Pull out every line below holding the word "sheer".

-- Records excerpted from a collection --

=-=-=

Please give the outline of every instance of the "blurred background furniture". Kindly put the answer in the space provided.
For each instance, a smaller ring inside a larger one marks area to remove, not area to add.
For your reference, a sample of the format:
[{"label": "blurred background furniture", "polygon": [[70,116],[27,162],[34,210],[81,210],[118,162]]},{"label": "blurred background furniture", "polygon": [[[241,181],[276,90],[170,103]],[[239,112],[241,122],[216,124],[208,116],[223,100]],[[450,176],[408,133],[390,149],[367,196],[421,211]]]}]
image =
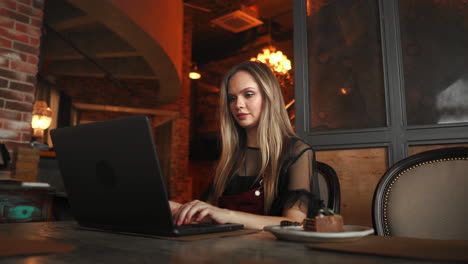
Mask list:
[{"label": "blurred background furniture", "polygon": [[54,221],[74,220],[68,203],[67,193],[60,174],[59,165],[53,151],[41,151],[38,181],[47,182],[55,190],[52,214]]},{"label": "blurred background furniture", "polygon": [[50,186],[27,186],[17,180],[1,180],[0,223],[51,221],[53,197],[54,190]]},{"label": "blurred background furniture", "polygon": [[0,170],[7,168],[9,162],[10,153],[8,153],[8,149],[5,144],[0,143]]},{"label": "blurred background furniture", "polygon": [[56,193],[52,207],[54,221],[72,221],[75,220],[70,209],[68,197],[65,193]]},{"label": "blurred background furniture", "polygon": [[320,199],[323,200],[323,203],[327,208],[333,210],[333,212],[340,213],[340,182],[338,180],[338,175],[335,170],[330,167],[328,164],[317,161],[317,172],[318,172],[318,182],[319,182],[319,193]]},{"label": "blurred background furniture", "polygon": [[468,148],[422,152],[397,162],[373,200],[378,235],[468,239]]}]

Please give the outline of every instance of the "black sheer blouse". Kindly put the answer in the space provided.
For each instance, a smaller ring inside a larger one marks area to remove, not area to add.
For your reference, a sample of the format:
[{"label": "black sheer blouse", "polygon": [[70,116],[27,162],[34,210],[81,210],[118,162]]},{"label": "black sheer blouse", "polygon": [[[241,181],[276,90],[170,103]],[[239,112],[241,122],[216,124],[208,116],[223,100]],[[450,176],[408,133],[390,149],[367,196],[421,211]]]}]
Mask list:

=-=-=

-- OUTPUT --
Please give the outline of every instance of the "black sheer blouse". Kindly put the answer in the space provided.
[{"label": "black sheer blouse", "polygon": [[70,116],[27,162],[34,210],[81,210],[118,162]]},{"label": "black sheer blouse", "polygon": [[[241,181],[276,90],[170,103]],[[239,112],[241,122],[216,124],[208,116],[223,100]],[[450,176],[408,133],[390,149],[367,196],[421,211]]]}]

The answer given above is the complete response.